▶ _PROBLEM DESCRIPTION_:
Lift every line from the entries that includes the word "lion".

━━━━━ INFORMATION PROVIDED

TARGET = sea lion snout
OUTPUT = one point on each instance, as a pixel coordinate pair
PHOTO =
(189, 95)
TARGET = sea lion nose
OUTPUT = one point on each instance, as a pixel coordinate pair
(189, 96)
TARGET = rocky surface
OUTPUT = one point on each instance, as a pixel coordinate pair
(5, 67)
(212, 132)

━━━━━━━━━━
━━━━━ INFORMATION PROVIDED

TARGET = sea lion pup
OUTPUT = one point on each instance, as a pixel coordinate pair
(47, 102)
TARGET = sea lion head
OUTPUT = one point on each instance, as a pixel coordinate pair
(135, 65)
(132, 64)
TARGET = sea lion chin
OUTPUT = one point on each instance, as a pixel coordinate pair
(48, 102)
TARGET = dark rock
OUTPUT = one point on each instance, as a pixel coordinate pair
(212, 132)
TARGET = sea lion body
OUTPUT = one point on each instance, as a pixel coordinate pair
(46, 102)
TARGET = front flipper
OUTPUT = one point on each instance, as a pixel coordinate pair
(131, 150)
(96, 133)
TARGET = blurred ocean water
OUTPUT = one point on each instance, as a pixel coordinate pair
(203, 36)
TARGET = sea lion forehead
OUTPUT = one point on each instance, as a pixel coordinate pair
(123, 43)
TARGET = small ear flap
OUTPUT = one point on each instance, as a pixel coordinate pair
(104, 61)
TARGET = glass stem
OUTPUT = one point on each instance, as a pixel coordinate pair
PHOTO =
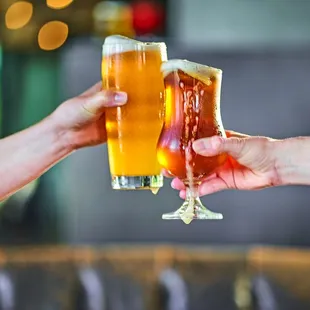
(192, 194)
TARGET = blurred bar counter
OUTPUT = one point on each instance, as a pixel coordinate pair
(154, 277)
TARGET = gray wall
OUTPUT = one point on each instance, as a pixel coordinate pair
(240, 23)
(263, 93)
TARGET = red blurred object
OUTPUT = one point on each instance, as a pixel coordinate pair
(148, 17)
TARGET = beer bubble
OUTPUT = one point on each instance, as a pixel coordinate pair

━━━━━━━━━━

▶ _RESULT BELOW_:
TARGET = sea lion snout
TARGET = sea lion nose
TARGET = sea lion pup
TARGET = sea lion head
TARGET = sea lion chin
TARGET = sea lion body
TARGET = sea lion forehead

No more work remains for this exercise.